**REQUIREMENT**
Your response should be the complete listing, copied exactly.

**MATERIAL PROVIDED**
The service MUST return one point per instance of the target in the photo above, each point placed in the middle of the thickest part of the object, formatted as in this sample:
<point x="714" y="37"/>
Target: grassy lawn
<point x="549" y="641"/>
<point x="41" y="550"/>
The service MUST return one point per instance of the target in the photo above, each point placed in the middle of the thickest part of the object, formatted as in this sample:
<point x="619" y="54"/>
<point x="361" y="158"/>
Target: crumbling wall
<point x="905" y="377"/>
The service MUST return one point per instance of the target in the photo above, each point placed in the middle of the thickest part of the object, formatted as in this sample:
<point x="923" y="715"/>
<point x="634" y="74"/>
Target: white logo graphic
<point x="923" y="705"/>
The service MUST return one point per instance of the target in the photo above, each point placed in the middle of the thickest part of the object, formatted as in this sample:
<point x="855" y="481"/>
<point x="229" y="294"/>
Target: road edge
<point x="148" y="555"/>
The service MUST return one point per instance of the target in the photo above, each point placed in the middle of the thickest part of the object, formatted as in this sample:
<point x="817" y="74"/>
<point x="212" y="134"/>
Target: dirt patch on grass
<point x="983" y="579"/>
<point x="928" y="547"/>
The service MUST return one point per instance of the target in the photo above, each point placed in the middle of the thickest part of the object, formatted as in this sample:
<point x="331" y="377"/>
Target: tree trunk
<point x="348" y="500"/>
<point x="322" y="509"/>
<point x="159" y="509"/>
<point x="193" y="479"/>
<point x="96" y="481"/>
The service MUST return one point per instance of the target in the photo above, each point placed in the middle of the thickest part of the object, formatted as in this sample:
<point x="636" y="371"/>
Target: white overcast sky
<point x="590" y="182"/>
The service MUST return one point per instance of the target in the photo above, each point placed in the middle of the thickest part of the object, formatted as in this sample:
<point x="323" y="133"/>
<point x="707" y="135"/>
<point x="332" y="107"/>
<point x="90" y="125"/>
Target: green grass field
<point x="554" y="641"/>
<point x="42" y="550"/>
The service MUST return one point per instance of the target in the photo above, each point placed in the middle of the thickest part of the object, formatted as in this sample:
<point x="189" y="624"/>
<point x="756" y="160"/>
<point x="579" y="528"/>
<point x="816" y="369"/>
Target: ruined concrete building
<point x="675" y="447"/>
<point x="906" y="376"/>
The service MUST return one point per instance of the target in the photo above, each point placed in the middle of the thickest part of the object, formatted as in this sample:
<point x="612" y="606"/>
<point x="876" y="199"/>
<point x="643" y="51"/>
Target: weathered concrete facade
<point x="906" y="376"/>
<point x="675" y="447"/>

**RESPONSE AREA**
The service MUST return one point per instance of the target in the photo above, each point placed in the middle of the thickest part of the object, formatted as in this sample:
<point x="714" y="37"/>
Target: grassy lawn
<point x="549" y="641"/>
<point x="41" y="550"/>
The service MUST return one point per instance of the target in the photo above, each point placed in the middle of the thickest part of the object, formatted as in this sample:
<point x="619" y="54"/>
<point x="361" y="158"/>
Target: crumbling wall
<point x="905" y="377"/>
The service MUST return one point per instance of the target in the photo above, each point placed in the middle of the thickest part of the object, formatted as in this sample:
<point x="923" y="715"/>
<point x="634" y="74"/>
Target: white logo graphic
<point x="923" y="705"/>
The service MUST return one point per instance of the target in the photo above, each point placed in the middle of the thickest part of the object, formatted as in this sample:
<point x="855" y="481"/>
<point x="229" y="294"/>
Target: road edge
<point x="148" y="555"/>
The service MUST return one point per instance of the target in the photo above, each point placed in the middle of the thickest part of the object, formatted as in this sample:
<point x="817" y="74"/>
<point x="212" y="134"/>
Target: dirt patch on grass
<point x="983" y="579"/>
<point x="928" y="547"/>
The service MUST return one point per instance of the target in the photo above, each point placed in the middle of the thickest part of the object, formatted as in this sample:
<point x="331" y="377"/>
Target: tree trunk
<point x="348" y="500"/>
<point x="322" y="509"/>
<point x="159" y="509"/>
<point x="193" y="479"/>
<point x="96" y="481"/>
The service MUST return one point per instance of the target in the photo above, each point placed in the middle of the thickest part of the object, formatted as in this sample:
<point x="636" y="371"/>
Target: white overcast sky
<point x="590" y="182"/>
The service MUST return one point per instance of the target in the photo above, each point placed in the middle of the thickest part of the object, formatted as in this sample:
<point x="323" y="133"/>
<point x="707" y="135"/>
<point x="332" y="107"/>
<point x="90" y="125"/>
Target: green grass field
<point x="554" y="641"/>
<point x="42" y="550"/>
The service MUST return one point per instance of the target in the photo above, each point placed in the middle of the thickest part of the object, formatted as in this sample:
<point x="189" y="624"/>
<point x="756" y="160"/>
<point x="579" y="528"/>
<point x="816" y="369"/>
Target: ruined concrete building
<point x="675" y="447"/>
<point x="906" y="376"/>
The service MUST return one point per instance of the target in the photo above, each point placed in the middle of the thickest part of the object, formatted as in this sample:
<point x="612" y="606"/>
<point x="876" y="199"/>
<point x="643" y="51"/>
Target: weathered concrete facade
<point x="906" y="376"/>
<point x="675" y="447"/>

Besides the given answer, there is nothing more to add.